Problem to solve —
Rescale the data from the line containing "Locate elderly person's arm" through the line containing "[307,0,410,187]", both ends included, and give only those lines again with the requests kept unchanged. Multiply every bounding-box coordinate in the answers by 2.05 and round each result to a whole number, rounding halves up.
──────── Provided records ────────
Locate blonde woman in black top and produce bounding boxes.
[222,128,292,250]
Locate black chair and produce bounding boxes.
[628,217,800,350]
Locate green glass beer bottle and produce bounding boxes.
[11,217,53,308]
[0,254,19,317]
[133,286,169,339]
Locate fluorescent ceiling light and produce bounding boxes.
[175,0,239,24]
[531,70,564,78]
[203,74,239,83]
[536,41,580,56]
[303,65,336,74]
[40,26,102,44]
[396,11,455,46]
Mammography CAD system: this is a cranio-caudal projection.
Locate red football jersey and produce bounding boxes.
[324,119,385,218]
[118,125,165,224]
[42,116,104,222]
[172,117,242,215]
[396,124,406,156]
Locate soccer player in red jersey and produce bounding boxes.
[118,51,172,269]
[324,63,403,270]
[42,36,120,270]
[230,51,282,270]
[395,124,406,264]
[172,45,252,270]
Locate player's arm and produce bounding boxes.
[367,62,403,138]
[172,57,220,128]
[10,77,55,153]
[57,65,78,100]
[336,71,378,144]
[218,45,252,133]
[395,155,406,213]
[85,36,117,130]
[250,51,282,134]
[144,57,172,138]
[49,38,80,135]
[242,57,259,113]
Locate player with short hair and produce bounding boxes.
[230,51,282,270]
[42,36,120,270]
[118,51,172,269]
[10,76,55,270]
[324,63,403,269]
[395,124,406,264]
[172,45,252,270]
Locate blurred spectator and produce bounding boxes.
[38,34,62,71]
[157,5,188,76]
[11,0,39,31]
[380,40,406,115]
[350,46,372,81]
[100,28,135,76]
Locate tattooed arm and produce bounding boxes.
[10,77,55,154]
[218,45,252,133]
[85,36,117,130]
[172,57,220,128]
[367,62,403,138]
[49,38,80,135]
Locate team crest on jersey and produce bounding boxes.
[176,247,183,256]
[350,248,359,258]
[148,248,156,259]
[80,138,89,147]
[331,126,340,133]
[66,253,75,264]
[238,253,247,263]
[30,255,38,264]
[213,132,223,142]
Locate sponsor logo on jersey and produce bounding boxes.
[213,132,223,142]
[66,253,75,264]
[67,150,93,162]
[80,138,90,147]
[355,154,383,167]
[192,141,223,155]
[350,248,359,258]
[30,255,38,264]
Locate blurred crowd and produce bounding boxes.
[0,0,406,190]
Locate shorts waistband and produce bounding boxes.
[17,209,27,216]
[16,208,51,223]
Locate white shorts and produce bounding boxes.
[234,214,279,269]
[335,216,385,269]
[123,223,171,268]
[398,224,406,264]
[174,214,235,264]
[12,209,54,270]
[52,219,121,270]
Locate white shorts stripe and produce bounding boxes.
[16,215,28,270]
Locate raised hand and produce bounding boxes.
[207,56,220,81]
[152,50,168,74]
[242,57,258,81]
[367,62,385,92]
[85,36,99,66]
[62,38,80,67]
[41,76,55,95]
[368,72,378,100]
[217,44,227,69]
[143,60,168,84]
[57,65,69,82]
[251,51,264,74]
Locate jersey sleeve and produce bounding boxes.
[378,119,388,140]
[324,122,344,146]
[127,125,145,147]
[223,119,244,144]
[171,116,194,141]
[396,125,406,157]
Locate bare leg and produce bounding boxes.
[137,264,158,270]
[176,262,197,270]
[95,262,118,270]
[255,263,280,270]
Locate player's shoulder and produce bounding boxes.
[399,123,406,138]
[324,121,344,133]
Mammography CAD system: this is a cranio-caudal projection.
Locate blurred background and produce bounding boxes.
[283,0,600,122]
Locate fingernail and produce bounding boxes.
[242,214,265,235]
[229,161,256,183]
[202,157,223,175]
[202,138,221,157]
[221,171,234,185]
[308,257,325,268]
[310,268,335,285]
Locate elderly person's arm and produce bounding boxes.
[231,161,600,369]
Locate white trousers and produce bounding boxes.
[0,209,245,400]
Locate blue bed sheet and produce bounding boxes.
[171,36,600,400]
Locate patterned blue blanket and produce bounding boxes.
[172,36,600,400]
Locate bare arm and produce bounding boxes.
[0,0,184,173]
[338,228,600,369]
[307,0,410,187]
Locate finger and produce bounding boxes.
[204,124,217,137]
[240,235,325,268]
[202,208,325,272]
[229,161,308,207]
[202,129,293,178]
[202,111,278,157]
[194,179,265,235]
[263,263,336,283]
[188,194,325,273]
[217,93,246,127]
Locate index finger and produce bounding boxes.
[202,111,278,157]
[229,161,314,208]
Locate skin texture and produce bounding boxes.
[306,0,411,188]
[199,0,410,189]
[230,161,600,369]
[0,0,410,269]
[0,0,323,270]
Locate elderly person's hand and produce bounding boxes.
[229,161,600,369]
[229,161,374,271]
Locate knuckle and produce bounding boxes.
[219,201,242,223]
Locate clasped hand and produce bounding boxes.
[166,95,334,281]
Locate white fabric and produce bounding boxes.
────────
Answer to the exercise —
Locate elderly person's arm and produce bounding boxes.
[474,330,1230,756]
Locate white trousers and produce bounding boxes.
[0,428,502,820]
Locate blue bed sheet and produce bounding boxes.
[351,74,1230,820]
Locate patterned blue blanket and produce bounding boxes.
[353,74,1230,820]
Locate bare arm and produce bounding boxes.
[0,0,377,355]
[693,467,1230,756]
[629,0,841,383]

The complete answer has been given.